WORK INSTRUCTIONS: Word for word, restate each of the records below.

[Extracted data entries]
::::

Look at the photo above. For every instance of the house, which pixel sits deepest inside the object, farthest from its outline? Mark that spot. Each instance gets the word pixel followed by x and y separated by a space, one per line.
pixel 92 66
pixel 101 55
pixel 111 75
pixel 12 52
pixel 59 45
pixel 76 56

::::

YOUR SOLUTION:
Look at the photo above. For every instance of the house, which pixel sits deepest inside the object, farthest from its outline? Mark that spot. Each instance gets the word pixel followed by x and y separated by a space, one per line.
pixel 92 66
pixel 101 55
pixel 111 75
pixel 12 52
pixel 59 45
pixel 76 56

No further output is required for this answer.